### PAGE EXTRACT ###
A couple of large facilities that were booked during the quarter were credit lines that did not have drawdowns at closing. So although the structure is good it won't -- those will earn over time. .
Okay. So the loans coming on the books are coming on at higher levels than the what's -- not in the quarter, obviously. Mike, you mentioned the higher paydowns.
But are you kind of through that at this point in terms of what you want to see exit the portfolio? And then on a more normalized basis, do you expect what you're putting on the book here as you look at pricing to be similar or higher than what's coming off the books?.
As we've seen the 5 and 10 years start to move, we think that over time, the yields we're putting on are going to provide the opportunity to move up total loan yields in the portfolio. It's not a big gap today, but they are coming in higher. It's not going to come in -- it's not going to wind up diluting that yield. It's actually going to improve it.
So in terms of how much the additional runoff might we see, it's kind of hard to estimate because these were perfectly fine loans. .
The question was that they -- a couple of them were construction to perms, where we decided we didn't want to be in -- they tend to cash out at that point. So the credit structures were a little bit more aggressive than we would typically do. And then the pricing. So the pricing was pretty competitive.
But as we watched this earnings season, it strikes us that there's a lot of deposit pricing pressure out there. So we've seen loan yields come up a little bit. We expect they're probably going to come up more because people are going to need to do that, based on how their funding is moving.
###
_LIST OF TASKS_
(1) In the call transcript excerpt, what was true of the credit lines behind a couple of large facilities booked during the quarter?
(2) Extract the passage of the call transcript excerpt between "So in terms" and "was pretty competitive.", inclusive.
### PROVIDED RECORDS ###
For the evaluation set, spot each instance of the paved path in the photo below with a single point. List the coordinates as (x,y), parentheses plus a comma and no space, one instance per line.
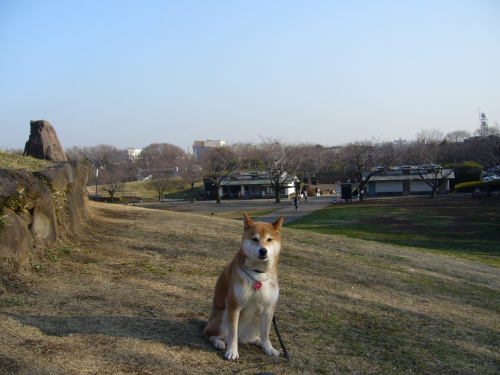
(288,210)
(304,208)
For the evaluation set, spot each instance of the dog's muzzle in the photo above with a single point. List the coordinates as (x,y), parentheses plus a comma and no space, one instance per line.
(263,253)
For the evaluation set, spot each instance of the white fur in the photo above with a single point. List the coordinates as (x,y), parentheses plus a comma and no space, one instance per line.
(242,314)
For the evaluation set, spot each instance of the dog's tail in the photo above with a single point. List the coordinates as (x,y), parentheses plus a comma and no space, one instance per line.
(285,353)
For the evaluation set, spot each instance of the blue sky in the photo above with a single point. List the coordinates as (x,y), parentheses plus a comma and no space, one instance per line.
(131,73)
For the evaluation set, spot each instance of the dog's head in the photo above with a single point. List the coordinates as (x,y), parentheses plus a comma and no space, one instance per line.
###
_RESPONSES TO THE TASKS_
(1) They did not have drawdowns at closing.

(2)
So in terms of how much the additional runoff might we see, it's kind of hard to estimate because these were perfectly fine loans. .
The question was that they -- a couple of them were construction to perms, where we decided we didn't want to be in -- they tend to cash out at that point. So the credit structures were a little bit more aggressive than we would typically do. And then the pricing. So the pricing was pretty competitive.